> Page extract:
---

By Dr. Shellie L. Rosen, PhD, DOM, L.Ac.
I used to see melatonin as a last resort for getting and staying asleep. I would successfully redirect a patient’s attention to synergistic herbal blends, diet, exercise, and light exposure changes. Times have changed, and so have I. I now routinely recommend melatonin for rest, protection against illness, recovery while sick, anxiety, mood disorders, and weight management. I encourage the use of melatonin daily. Today I map out why I believe melatonin is critical for rest and the daily prevention, treatment, and healing from illness.
Melatonin is a hormone primarily synthesized by the pineal gland from serotonin synthesized from tryptophan. It is called the “hormone of darkness” because it is secreted without light. At night, 10 times more melatonin circulates from the brain throughout the body, playing a significant role in regulating sleep and wake cycles.
The use of melatonin in the prevention, treatment, and healing of viral infections has become increasingly common. Protocols that mention taking the supplements vitamin D, vitamin K, vitamin C, vitamin B complex, zinc, and quercetin also add melatonin to the list of recommendations. Melatonin combats the severity of viral pathogens through its ability to moderate inflammation, immune response (which leads to a cytokine storm), oxidative stress, lung injury, and respiratory distress (ARDS-acute respiratory distress syndrome).
One example of the dynamic nature of melatonin in immunity is via p21-activated kinases (PAKs) where enzymes assist pathogens infecting cells. Melatonin generates ANTI-PAK assets, which may protect against PAK1 binding and activation. When a pathogen activates PAK1 kinase, several viral disorders and illnesses can manifest in the body. Melatonin is also a powerful antioxidant that assists other antioxidants such as glutathione. Glutathione is an amino acid often found deficient in advanced illnesses.

---

> Complete the following:
[a] Edit the melatonin passage: begin at the words "Melatonin is a hormone" and stop after "and wake cycles.", replacing "pineal gland" with "hypothalamus".
[b] Resume the melatonin article from its final sentence, continuing in the same voice.

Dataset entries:
---

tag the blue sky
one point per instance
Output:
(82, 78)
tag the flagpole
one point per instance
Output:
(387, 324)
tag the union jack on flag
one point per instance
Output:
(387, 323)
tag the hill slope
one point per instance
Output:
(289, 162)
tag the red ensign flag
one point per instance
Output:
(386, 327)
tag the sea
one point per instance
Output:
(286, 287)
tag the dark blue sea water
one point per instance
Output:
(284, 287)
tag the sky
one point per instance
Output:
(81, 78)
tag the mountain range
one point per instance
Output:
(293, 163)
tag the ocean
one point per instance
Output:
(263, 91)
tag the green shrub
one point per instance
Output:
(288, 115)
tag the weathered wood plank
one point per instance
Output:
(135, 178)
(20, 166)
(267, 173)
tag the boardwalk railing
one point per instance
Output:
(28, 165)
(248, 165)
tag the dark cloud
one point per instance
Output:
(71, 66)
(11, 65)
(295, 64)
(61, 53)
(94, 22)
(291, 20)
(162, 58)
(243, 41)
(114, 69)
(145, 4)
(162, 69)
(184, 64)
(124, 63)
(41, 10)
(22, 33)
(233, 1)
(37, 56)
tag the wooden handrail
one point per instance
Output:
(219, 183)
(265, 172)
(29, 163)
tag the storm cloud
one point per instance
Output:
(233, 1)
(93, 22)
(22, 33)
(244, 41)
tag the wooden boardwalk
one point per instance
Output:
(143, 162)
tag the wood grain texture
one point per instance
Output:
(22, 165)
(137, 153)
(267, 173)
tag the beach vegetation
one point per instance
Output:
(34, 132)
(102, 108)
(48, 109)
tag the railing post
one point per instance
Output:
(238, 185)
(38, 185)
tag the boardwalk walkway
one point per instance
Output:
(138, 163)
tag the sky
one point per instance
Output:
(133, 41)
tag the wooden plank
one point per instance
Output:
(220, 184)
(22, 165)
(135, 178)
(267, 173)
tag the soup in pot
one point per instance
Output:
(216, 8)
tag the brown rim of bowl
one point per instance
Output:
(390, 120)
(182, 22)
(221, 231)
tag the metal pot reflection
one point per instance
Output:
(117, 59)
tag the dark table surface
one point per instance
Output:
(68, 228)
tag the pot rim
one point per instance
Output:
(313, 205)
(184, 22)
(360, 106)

---

> Written responses:
[a]
Melatonin is a hormone primarily synthesized by the hypothalamus from serotonin synthesized from tryptophan. It is called the “hormone of darkness” because it is secreted without light. At night, 10 times more melatonin circulates from the brain throughout the body, playing a significant role in regulating sleep and wake cycles.

[b]
Research is ongoing regarding the numerous ways melatonin benefits immunity. In January, the Journal of Medical Virology published a meta-analysis of melatonin randomized controlled trials for COVID-19 patients. The study concluded that melatonin might be a helpful adjuvant therapy to improve clinical outcomes. Melatonin has been included in medical research for decades, demonstrating positive outcomes. The Mayo Clinic refers to it as “generally safe.” (Visit mayoclinic.org for more details regarding melatonin).
Melatonin is a beneficial daily additive to create cellular environments that encourage good health and deep sleep. Consider melatonin a partner in continued immune regulation before, during, and after pathogenic exposure. Acquire natural sunlight by day and avoid artificial light by night to achieve melatonin balance.
Foods that naturally increase melatonin include high protein sources with tryptophan such as eggs, fish, and cheese, or vegan options like bananas, tart cherries, pineapple, nuts, and oats. Melatonin supplements can be fashioned from microorganisms, animal products, or synthetically. Find a quality supplier to locate a form of melatonin appropriate for you.
Melatonin needs to be taken just before bed. Some people choose a sublingual liquid for quick absorption; others may prefer a pill or a capsule an hour or two before bed. If you wake in the middle of the night, you may decide to change to a “timed-release” version. Begin with 1 mg if you have never used melatonin before. If you are a seasoned user, you may increase up to 10 mg. However, discuss melatonin use and dosage with your health care provider to determine if it is appropriate for you.
Abundant Blessings getting yourself to bed and fending off pathogens! Dr. Shellie L. Rosen, PhD, DOM, L.Ac.